Crónicas com tradição (III) - A Alheira de Mirandela contra ventos e marés
Foto retirada daqui
De volta à quinta que serviu de palco à sua infância, em Bouça, Mirandela, cravada entre os miradouros de São Sebastião e do Senhor do Repouso, Humberto recorda, exaurido por uma saudade que lhe esgaça as entranhas, a sabedoria serena de seu pai, o «rijo de São Sebastião», assim celebrizado por ser o cabecilha da romaria que anualmente sempre fez por cumprir, afrontando ventos e marés.
Com pouco mais de sete centenas de habitantes, Bouça é o seu berço. Ainda puto curioso pelos inusitados encantos dos gaios, que sempre se sobrepuseram ao fascínio popular das mil e uma histórias, envolvendo javalis, coelhos, raposas, águias e falcões, perpetuadas pelos anciões tementes à Senhora da Assunção, a padroeira da freguesia, foi aquela relação de pertença, indisfarçavelmente telúrica, que sempre animou o desejo de ali voltar para honrar as suas raízes.
Um regresso precoce para acompanhar o pai na sua derradeira agonia. De relações cortadas por não suportar as incessantes pressões paternas para que assumisse a liderança da «Quinta d’Assunção», propriedade esmagadoramente infinita e singularizada pelos seus emblemáticos pinhais, cerejais, olivais, soutos e vinhas, Humberto chama à memória os passeios matinais sob o murmúrio alternado, mas puro das ribeiras do Codeçal, da Muralha e dos Bufos. O cheiro daquela terra devotamente revirada por gerações de antepassados, misturada com aquela humidade que tudo cobria qual manto luzidio é, afinal, uma pintura delicada e suavemente aclarada a pastel seco.
Por ironia de um destino que alguém escreve, o «rijo de São Sebastião», muito por culpa das mais de sete décadas de vida, sucumbira à percentagem marginal dos que se vergam ao Síndrome de Guillain-Barré. Tratou-se de uma inflamação que bloqueou a passagem do estímulo nervoso. Em recomendável economia de palavras, o cérebro dava a ordem, mas ela não chegava aos músculos. Com incapacidade muscular, mas com pouca ou nenhuma diminuição da sensibilidade, Humberto percebeu o degredo final do homem que aprendera a admirar com sábia discrição. Mesmo quando, num par de dias, a doença começou a subir e a tomar outros grupos musculares progredindo até à parte superior do corpo, afetando seriamente os músculos respiratórios e da face, deixando-o em dificuldade para respirar, engolir e manter as vias aéreas abertas, aquele vulto, outrora indomável, parecia balbuciar os rogos que nunca convenceram o descendente. Aprisionado ao seu próprio corpo, num esforço sobre-humano, ilustrando uma luta desigual contra a paralisia generalizada que até – pasme-se! – lhe retirou a capacidade de suar, o pai ameaçava esboçar raros movimentos que só uma alma animada por uma estranha missão lograria denunciar. A mensagem estava lá. «Eu vou. Mas tu ficas. Continua aqui!»

=== O QUE SE PEDE ===
A) Repete, sem qualquer alteração, tudo o que vai de «Com pouco mais» até «as suas raízes.» na crónica sobre Humberto e o pai.
B) Prossegue a crónica sobre Humberto e o pai a partir do ponto em que termina.
Os registos não têm aqui qualquer papel.

=== MATERIAL DE ORIGEM ===
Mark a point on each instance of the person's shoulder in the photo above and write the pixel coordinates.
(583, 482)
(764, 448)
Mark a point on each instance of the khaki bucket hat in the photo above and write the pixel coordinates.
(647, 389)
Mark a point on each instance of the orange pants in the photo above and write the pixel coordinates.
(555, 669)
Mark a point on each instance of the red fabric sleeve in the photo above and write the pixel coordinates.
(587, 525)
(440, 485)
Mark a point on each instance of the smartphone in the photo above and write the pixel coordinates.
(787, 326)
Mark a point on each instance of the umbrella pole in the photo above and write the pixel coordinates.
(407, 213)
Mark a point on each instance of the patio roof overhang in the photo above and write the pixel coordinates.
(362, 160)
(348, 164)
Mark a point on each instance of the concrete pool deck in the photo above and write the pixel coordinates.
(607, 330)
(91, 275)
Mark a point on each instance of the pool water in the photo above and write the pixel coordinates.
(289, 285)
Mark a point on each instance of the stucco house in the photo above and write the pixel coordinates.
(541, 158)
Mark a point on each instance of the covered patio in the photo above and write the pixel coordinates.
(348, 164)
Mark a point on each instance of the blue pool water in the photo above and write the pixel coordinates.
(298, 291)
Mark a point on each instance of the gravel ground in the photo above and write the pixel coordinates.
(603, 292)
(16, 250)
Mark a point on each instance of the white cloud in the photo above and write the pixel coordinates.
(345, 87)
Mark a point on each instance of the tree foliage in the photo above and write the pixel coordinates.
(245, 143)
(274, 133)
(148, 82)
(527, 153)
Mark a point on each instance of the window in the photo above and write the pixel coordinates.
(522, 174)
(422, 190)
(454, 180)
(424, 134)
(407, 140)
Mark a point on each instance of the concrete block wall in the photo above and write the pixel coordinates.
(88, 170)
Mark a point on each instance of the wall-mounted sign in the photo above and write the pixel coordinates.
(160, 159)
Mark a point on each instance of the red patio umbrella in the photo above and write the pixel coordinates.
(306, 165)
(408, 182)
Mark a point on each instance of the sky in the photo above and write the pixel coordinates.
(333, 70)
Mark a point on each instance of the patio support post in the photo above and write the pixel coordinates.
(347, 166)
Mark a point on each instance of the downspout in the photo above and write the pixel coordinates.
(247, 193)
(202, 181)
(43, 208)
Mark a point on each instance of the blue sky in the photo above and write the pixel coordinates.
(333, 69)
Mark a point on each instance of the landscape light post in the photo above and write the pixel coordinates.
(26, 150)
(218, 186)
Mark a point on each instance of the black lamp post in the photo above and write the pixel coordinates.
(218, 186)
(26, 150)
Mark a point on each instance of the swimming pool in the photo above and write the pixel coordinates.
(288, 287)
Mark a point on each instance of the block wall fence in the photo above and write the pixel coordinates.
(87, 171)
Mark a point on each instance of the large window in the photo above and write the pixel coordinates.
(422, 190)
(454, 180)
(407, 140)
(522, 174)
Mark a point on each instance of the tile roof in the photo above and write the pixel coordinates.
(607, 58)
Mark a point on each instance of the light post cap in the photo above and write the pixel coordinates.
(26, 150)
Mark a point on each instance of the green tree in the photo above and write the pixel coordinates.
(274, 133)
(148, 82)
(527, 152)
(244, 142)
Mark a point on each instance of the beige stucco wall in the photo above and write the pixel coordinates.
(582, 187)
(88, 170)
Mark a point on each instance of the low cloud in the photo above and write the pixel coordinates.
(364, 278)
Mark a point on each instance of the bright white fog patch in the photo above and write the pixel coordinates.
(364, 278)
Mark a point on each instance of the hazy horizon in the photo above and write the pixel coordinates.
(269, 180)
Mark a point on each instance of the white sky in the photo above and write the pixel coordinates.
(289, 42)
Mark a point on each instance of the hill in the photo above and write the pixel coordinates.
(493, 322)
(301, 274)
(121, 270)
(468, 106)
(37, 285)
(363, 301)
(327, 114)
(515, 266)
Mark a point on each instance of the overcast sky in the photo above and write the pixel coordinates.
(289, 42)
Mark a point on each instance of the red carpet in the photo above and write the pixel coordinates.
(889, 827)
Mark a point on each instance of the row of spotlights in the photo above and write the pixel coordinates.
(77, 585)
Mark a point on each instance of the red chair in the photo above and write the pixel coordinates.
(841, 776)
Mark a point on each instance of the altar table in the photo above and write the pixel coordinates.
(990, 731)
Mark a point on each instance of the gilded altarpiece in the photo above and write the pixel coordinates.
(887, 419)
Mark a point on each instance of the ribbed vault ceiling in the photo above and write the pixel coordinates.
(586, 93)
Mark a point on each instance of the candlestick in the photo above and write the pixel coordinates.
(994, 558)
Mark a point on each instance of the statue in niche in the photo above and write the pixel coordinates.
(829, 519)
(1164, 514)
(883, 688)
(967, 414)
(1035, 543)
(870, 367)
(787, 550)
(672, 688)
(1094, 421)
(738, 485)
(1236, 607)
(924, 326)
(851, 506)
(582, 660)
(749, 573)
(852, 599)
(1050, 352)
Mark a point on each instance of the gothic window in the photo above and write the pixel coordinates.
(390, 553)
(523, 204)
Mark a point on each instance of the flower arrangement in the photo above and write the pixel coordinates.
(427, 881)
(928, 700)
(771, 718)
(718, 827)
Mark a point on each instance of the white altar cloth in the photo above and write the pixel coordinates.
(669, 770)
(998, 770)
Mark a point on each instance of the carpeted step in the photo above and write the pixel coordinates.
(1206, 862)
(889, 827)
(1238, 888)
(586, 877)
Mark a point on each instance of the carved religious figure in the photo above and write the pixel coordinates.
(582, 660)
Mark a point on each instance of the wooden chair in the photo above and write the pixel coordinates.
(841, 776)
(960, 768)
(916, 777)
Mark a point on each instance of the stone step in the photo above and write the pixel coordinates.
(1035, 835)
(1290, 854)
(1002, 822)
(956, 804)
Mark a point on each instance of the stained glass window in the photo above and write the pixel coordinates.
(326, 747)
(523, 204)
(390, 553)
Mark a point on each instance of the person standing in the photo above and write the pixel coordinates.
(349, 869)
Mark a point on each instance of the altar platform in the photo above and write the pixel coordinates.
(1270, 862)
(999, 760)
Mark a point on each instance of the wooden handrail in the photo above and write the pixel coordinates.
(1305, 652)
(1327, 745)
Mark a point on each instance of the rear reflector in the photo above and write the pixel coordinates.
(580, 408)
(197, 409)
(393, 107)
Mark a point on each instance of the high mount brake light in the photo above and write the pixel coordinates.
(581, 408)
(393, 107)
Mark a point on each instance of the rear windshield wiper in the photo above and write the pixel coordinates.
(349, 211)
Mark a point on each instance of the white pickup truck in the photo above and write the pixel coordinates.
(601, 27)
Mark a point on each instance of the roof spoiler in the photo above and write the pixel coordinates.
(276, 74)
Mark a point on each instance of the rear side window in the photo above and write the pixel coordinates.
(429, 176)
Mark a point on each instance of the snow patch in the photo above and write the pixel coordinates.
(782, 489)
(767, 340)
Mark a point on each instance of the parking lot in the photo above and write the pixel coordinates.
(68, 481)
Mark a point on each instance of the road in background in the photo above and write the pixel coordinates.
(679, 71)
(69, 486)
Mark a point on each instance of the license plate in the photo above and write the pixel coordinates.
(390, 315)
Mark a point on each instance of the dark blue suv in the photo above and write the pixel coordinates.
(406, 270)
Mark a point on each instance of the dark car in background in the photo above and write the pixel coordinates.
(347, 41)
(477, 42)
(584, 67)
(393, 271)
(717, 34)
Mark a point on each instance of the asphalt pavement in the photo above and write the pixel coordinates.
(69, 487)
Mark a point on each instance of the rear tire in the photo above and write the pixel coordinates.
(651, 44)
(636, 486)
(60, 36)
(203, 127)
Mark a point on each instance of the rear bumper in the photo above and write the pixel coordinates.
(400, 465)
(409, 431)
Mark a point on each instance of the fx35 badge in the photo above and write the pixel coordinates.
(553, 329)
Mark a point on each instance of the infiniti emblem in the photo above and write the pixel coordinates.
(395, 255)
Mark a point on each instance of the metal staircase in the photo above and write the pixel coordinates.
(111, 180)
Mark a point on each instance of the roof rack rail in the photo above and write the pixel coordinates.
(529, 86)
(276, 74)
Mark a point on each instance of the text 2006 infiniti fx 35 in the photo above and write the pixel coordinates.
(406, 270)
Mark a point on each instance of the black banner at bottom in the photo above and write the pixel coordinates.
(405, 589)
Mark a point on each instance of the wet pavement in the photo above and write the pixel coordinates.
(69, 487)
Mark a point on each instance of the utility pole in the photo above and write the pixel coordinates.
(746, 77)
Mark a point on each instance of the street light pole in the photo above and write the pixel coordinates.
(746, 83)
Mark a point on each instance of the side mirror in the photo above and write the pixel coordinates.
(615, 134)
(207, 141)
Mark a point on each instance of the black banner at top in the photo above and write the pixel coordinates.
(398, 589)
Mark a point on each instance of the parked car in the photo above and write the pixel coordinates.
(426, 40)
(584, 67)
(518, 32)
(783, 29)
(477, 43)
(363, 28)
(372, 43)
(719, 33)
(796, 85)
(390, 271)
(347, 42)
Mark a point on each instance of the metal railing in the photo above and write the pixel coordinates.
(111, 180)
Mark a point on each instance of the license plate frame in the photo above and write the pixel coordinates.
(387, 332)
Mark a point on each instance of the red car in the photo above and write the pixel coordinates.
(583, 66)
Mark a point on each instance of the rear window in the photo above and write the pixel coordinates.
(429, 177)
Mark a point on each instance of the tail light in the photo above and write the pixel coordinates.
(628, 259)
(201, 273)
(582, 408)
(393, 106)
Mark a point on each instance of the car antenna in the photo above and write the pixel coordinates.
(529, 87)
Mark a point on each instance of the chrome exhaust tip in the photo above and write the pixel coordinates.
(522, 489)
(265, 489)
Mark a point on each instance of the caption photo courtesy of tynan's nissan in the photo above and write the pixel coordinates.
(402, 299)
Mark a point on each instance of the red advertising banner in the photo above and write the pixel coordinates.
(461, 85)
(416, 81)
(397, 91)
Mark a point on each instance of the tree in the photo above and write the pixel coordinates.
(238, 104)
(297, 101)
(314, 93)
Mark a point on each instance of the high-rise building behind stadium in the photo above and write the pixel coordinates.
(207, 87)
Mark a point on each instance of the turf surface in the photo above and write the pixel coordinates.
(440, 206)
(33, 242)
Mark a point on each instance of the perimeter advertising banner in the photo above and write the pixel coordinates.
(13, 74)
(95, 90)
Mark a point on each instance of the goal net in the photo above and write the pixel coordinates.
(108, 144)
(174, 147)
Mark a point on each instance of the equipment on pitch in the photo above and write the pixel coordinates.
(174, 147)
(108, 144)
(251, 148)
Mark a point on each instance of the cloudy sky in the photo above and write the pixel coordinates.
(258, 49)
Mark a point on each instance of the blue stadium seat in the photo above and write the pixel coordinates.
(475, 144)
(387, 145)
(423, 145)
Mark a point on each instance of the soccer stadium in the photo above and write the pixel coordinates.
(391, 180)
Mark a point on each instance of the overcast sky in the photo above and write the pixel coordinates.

=== RESPOSTAS POR ITEM ===
A)
Com pouco mais de sete centenas de habitantes, Bouça é o seu berço. Ainda puto curioso pelos inusitados encantos dos gaios, que sempre se sobrepuseram ao fascínio popular das mil e uma histórias, envolvendo javalis, coelhos, raposas, águias e falcões, perpetuadas pelos anciões tementes à Senhora da Assunção, a padroeira da freguesia, foi aquela relação de pertença, indisfarçavelmente telúrica, que sempre animou o desejo de ali voltar para honrar as suas raízes.

B)
Volvidas três semanas sobre o doloroso transe, Humberto dá-se às coisas, aos espaços, aos objetos e, sentado na roçada cadeira do falecido, sancionando um fim de tarde aumentado pelas virtudes de fevereiro, lê atentamente os apontamentos de quem tudo registava com recurso a uma caligrafia cuidada, num itálico a fazer lembrar o rigor austero dos copistas. Nesta passagem, o novo dono da «Quinta d’Assunção» detém-se neste esclarecedor trecho sobre a Alheira de Mirandela, que fará por imortalizar pelas vias contemporâneas:
“Foram os judeus que a inventaram como estratagema para fugirem às garras da Inquisição.
A religião deles não os deixava comer carne de porco. Como não tinham manha, eram muitas vezes descobertos por não fazerem nem fumarem os costumeiros enchidos de porco.
Por isso, trocavam a carne de porco por outras carnes - vitela, peru, coelho, galinha, pato e, por vezes, perdiz, enrolados por uma pasta de pão.
A receita até convenceu alguns cristãos, mas estes juntavam-lhe sempre carne de porco.
Nos dias que correm, as alheiras mais procuradas são as de Mirandela, mas já se fazem alheiras por toda a Beira Alta e Trás-os-Montes.
Não esquecer: as alheiras devem ser fritas em azeite e acompanhadas de legumes cozidos. Nada de modernices.”